#### TASK:
Find the line containing "Reviewer note. Confirm that each instance of the stand-up" in the entries below. Reproduce that line and each one after it to the end, exactly, with no other lines.

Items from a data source
########
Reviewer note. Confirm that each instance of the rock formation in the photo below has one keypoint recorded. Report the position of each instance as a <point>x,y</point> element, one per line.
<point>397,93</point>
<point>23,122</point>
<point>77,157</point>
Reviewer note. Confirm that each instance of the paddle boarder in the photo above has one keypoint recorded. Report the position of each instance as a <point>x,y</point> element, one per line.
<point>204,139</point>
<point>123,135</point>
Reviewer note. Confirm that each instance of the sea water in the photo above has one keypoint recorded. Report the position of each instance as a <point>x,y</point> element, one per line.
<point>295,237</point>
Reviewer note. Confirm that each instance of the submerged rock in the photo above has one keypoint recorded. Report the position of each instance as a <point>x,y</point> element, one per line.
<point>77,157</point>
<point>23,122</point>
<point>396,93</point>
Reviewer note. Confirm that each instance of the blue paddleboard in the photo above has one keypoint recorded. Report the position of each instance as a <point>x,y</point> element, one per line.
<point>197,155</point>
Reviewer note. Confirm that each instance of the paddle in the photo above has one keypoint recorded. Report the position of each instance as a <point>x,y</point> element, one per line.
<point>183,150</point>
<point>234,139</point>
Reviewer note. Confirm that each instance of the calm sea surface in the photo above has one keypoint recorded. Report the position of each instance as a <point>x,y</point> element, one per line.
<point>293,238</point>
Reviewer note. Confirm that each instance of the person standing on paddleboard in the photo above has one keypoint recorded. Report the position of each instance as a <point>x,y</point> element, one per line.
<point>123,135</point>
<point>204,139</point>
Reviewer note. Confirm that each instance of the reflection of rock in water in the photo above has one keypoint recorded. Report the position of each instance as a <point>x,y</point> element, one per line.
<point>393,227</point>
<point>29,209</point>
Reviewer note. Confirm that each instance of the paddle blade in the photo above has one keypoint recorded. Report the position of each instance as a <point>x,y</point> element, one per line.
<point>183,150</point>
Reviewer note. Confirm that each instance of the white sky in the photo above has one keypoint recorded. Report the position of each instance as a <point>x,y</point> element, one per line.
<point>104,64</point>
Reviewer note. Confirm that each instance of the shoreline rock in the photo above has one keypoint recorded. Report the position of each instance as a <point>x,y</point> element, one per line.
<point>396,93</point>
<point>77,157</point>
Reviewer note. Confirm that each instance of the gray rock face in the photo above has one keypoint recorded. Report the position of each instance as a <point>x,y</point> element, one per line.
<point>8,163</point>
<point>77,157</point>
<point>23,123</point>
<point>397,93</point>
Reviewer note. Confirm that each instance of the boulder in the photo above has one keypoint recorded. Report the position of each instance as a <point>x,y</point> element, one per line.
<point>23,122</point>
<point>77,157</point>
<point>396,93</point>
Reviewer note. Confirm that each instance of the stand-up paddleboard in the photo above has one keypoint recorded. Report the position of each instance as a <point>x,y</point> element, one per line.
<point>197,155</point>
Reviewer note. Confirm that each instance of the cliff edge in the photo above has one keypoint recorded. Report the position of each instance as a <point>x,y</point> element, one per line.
########
#### THE ANSWER:
Reviewer note. Confirm that each instance of the stand-up paddleboard in the photo above has one keypoint recorded. Report the position of each instance as a <point>x,y</point> element, one per line.
<point>197,155</point>
Reviewer note. Confirm that each instance of the cliff edge in the photo above has one keypoint recorded. Report the position of each instance as a <point>x,y</point> element, one per line.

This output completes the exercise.